→ Work to be completed: Copy out word for word the rows below, from the line with "Look at the photo above. For every instance of the bathroom" up to and including the line with "Query: bathroom vanity", and nothing else.

→ Task inputs:
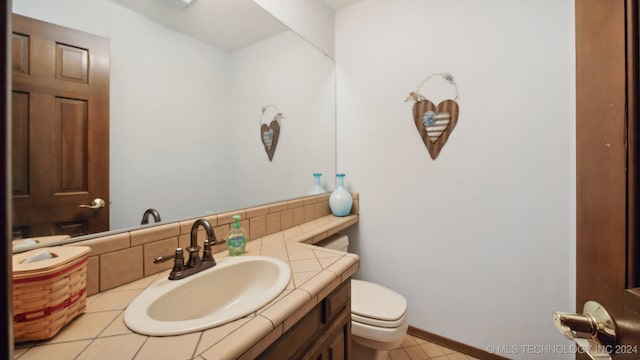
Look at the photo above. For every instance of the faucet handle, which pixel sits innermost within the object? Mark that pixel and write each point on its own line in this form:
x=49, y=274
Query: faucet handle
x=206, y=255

...

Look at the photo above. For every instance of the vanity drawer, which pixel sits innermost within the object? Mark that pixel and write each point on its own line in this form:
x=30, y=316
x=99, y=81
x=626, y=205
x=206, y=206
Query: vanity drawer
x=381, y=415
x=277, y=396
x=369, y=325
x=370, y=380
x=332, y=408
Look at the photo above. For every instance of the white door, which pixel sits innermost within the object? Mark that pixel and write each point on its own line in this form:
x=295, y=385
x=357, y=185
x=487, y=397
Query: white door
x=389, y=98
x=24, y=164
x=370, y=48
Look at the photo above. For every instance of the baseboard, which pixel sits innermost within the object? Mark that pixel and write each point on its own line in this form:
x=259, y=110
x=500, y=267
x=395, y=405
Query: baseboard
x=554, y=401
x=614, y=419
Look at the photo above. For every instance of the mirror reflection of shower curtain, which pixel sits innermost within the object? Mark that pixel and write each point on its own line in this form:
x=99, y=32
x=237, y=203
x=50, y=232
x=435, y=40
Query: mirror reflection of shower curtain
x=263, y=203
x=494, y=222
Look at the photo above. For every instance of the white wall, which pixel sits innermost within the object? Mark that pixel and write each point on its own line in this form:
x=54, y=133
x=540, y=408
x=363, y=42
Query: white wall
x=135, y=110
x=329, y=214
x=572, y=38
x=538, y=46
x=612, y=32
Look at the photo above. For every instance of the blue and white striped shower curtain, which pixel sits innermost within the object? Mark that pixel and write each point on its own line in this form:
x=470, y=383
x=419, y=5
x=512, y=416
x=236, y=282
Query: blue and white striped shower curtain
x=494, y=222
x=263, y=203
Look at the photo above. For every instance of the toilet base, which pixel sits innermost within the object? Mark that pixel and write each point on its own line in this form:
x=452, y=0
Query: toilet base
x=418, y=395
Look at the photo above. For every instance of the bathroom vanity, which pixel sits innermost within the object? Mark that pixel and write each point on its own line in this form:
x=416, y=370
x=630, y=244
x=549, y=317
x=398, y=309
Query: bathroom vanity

→ Full output:
Look at the photo above. For every instance of the bathroom vanity, which pixel sits innermost within the object? Mark that pixel and write each point on its own line in this form:
x=416, y=370
x=630, y=244
x=549, y=317
x=398, y=309
Query: bathroom vanity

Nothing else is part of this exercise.